§ GIVEN EXERCISE A:
Select every line in the listing below that contains the string "hair", and copy each one. Matching is case-sensitive.

§ SUPPLIED PASSAGE:

(Cross-posted from LegalNegotiating.com, all rights reserved.)
BATNA, an acronym for Best Alternative to a Negotiated Agreement, is a key element in a successful negotiation.1 Identifying the best choice other than reaching a negotiated agreement is crucial to planning a successful negotiation. On its face it is a simple concept, but applying it is often quite complicated. A few examples might help.
Once Litigation has been initiated, trial is the BATNA. In a criminal prosecution, plea bargaining usually has a very simple BATNA – trial. A Defendant can negotiate a plea, or can roll the dice on a trial. There may be multiple options within the context of the negotiation – a sentence defined in years, a reduced sentence in exchange for testimony, probation, etc. – but those are all negotiated results. In civil litigation, once a lawsuit has been filed, the BATNA is also trial. The case can be settled through negotiation, but hovering above that negotiation is the alternative that both sides must face – putting their fate in the hands of a judge or a jury.
Non-litigation negotiations offer a greater range of alternatives. A buyer haggling over the price of a car has several obvious alternatives, including buying a different car, keeping her own car a bit longer, or leasing a car. Factors in determining which alternative is best might include the shape of the old car, the buyer’s transportation needs, the buyer’s need for a new car as part of her business, the size of a growing family, the cost of a lease, the residual value, and more.
More complex negotiations will have more complex BATNAs, and more complex determinations as well. Large-scale mergers and acquisitions, particularly those involving more than two entities, can have a list of possible alternatives that are pages long, and it is the role of a professional negotiator to work with the client to determine which one is the Best, because the negotiation plan flows from that identification.
The BATNA is important because it forms the basis for negotiation planning. Every party to a negotiation can tell the negotiator, quite easily, what they want. But until they figure out what their best choice is if they walk away, they cannot truly identify what they need. What they need, described in negotiation literature as the “Reservation Point,” is the always just one increment short of the BATNA. If the criminal defendant is willing to roll the dice at trial if the only choice is a ten year sentence in prison, because he wants to be out when his daughter graduates from high school in nine years, his Reservation Point is actually nine years. If a business buyer can buy a similar company and achieve similar results for $1 million, she might want to buy it for $500,000, but she will pay $999,999. What she wants is the “Target,” what her negotiator should aim for. But what she must have or she will walk away is the “Reservation Point.”
One of the most difficult tasks for a negotiator is to determine the client’s underlying needs, their motivation, the details of their business behind the proposed deal. Without knowing the date of the daughter’s graduation, or the price of the alternative business, the negotiator can’t identify the essential benchmarks that lead to a successful negotiation.
If a party has not determined their BATNA, and derived from that the Target and Reservation Point, negotiation is unlikely to lead to a satisfactory result.

§ MATERIAL FOR THIS TASK:
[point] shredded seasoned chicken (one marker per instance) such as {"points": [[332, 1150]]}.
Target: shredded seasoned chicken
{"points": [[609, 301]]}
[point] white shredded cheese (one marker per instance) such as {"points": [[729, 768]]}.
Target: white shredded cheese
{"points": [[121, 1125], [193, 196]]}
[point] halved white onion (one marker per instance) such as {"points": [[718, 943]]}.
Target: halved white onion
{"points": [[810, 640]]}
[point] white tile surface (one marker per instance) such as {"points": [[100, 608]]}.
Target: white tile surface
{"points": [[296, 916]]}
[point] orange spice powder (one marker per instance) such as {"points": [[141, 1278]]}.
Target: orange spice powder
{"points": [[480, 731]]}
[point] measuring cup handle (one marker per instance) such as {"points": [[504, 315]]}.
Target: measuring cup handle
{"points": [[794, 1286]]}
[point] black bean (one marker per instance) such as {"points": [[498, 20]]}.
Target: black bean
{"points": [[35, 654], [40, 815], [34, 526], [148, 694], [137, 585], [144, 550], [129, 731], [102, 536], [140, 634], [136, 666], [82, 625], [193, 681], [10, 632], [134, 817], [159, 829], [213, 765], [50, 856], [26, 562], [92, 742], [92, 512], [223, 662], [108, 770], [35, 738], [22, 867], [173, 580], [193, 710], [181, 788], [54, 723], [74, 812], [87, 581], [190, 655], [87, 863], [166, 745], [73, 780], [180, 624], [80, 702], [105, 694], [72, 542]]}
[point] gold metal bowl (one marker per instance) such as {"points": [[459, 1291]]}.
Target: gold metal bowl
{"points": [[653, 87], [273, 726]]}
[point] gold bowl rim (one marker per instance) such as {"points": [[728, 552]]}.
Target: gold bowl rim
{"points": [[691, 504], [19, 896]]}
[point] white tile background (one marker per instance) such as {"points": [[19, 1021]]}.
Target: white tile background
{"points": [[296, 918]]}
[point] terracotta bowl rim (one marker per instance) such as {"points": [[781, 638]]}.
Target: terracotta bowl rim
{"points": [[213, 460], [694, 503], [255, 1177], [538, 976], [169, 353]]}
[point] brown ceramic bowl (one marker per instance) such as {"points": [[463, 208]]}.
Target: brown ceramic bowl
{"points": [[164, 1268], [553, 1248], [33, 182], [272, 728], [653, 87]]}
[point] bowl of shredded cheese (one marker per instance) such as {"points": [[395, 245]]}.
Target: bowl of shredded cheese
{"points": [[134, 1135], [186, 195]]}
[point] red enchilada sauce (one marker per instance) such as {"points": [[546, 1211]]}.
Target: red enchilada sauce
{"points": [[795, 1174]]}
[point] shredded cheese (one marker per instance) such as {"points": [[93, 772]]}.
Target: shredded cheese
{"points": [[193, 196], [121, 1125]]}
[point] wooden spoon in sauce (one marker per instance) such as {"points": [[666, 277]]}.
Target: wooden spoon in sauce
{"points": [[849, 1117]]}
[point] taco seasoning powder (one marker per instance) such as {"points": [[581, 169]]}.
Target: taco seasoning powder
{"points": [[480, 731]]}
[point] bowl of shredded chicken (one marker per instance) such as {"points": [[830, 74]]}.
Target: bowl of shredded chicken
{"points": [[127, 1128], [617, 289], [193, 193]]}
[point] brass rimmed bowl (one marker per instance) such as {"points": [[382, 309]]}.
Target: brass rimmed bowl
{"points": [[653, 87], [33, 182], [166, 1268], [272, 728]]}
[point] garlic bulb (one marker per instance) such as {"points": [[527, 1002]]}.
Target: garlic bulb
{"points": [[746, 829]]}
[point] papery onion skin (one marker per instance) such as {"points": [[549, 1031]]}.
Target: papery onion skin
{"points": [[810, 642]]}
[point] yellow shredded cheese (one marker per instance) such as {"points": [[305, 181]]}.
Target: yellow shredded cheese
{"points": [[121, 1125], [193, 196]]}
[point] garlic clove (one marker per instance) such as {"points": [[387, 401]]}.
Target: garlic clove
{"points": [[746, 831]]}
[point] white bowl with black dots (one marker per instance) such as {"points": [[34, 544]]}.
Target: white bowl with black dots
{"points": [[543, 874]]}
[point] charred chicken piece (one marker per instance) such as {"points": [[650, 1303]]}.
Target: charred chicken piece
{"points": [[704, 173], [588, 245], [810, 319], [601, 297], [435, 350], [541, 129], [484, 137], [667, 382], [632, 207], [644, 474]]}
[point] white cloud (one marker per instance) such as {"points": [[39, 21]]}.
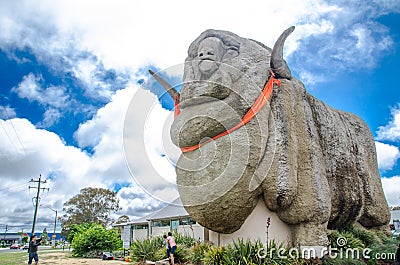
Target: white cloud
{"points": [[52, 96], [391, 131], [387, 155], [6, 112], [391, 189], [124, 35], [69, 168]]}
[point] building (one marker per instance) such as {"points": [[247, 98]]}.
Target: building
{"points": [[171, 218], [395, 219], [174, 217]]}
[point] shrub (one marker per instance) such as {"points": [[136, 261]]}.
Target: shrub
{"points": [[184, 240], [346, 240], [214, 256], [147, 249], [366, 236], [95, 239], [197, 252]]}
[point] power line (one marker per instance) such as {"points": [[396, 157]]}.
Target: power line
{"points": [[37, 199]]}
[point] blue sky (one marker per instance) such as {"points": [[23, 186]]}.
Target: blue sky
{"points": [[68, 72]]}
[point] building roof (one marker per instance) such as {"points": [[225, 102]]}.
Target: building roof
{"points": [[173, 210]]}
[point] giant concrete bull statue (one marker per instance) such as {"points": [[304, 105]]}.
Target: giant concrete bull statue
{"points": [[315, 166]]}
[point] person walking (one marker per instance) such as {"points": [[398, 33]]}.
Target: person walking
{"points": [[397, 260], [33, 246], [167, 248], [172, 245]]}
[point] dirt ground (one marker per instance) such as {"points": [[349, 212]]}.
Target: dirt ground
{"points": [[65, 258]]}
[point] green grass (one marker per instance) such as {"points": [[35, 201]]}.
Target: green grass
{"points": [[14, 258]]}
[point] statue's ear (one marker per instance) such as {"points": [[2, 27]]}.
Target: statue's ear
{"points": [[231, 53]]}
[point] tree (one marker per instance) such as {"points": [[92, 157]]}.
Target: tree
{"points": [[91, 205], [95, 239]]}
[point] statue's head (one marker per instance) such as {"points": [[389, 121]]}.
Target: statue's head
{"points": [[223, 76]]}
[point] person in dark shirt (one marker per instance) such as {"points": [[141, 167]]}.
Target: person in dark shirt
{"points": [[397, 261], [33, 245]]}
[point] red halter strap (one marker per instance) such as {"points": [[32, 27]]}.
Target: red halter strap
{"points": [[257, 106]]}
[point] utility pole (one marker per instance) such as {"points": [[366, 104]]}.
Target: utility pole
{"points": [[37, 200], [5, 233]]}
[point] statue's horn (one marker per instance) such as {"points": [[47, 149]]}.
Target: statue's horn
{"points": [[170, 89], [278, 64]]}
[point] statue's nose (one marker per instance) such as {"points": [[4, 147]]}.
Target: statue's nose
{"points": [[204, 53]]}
==
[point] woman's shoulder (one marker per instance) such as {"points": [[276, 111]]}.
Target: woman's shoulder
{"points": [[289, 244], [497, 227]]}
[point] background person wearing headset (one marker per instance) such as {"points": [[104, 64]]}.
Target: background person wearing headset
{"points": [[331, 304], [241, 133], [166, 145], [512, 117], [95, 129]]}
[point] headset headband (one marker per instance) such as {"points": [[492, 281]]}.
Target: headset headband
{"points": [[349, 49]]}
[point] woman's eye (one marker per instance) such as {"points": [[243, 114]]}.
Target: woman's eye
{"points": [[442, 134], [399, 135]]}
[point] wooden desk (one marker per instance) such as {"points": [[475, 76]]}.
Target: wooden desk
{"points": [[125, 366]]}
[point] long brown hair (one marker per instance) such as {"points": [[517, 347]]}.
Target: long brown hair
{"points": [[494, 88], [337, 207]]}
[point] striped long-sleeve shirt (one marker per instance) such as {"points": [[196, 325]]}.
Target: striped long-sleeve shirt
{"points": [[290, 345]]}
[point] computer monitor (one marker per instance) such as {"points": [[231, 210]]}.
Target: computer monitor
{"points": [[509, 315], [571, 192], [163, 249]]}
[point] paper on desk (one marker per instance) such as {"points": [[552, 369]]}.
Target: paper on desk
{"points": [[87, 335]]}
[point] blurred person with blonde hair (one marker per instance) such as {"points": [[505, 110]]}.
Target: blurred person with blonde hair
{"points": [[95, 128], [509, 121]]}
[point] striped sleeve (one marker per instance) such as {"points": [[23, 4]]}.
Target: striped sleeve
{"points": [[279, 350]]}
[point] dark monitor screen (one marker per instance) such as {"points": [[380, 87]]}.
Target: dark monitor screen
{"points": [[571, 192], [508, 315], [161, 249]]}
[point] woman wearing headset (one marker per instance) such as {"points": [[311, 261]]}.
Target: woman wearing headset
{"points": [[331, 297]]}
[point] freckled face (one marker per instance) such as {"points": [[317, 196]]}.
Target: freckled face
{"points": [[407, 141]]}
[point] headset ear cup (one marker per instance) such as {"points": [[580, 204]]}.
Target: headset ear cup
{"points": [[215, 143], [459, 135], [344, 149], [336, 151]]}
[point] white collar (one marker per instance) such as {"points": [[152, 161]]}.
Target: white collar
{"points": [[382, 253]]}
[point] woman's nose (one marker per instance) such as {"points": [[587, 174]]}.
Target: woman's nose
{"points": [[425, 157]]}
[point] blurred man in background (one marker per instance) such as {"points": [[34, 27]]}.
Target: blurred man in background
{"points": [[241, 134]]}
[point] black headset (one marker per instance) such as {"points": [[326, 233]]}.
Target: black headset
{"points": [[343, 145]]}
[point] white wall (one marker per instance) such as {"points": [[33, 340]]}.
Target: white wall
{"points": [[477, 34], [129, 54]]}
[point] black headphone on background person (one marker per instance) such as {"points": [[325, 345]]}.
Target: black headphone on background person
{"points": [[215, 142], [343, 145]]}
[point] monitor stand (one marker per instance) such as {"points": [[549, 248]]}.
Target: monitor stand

§ GIVEN EXERCISE B:
Extend the article on BATNA in negotiation with new writing that follows on from its last sentence.

§ OUTPUT A:
[point] long brown hair (one marker per instance) such as {"points": [[517, 347]]}.
Target: long brown hair
[point] blurred person with blonde hair (one marker per instance) such as {"points": [[505, 110]]}.
Target: blurred person with blonde hair

§ OUTPUT B:
Which brings us, once again, to President Trump.
One of Donald Trump’s first acts as President was to reject the Trans-Pacific Partnership, a trade agreement signed on February 4, 2016, among Australia, Brunei, Canada, Chile, Japan, Malaysia, Mexico, New Zealand, Peru, Singapore, Vietnam, and United States, but never ratified. When the United States withdrew, the remaining nations entered into the Comprehensive and Progressive Agreement for Trans-Pacific Partnership, which was effectively the TPP sans the U.S.
The TPP would have cut more than 18,000 tariffs, including tariffs on all manufactured goods and most farm products from the U.S., including dairy products.
One of the primary goals of the TPP was to unite the countries in the Pacific, to reduce the economic power of China. By dropping all barriers to trade among the signatory countries, and by agreeing to shared rules about copyrights, patents, labor standards, regulations, and even dispute resolution, the other countries would increase non-Chinese trade and reduce China’s ability to write environmental and labor rules for everybody.
There were significant criticisms of the TPP, most centering around the belief that it favored companies over workers.
The TPP was a negotiated agreement. When Trump became President, he walked away from the agreement. But did he do so with a BATNA? Did he identify an alternative superior to the agreement? Or did he just walk away because he didn’t think it was good enough, or because he assumed that he could negotiate a better one?
The truth of the matter is, we don’t know. But we do know what happened next.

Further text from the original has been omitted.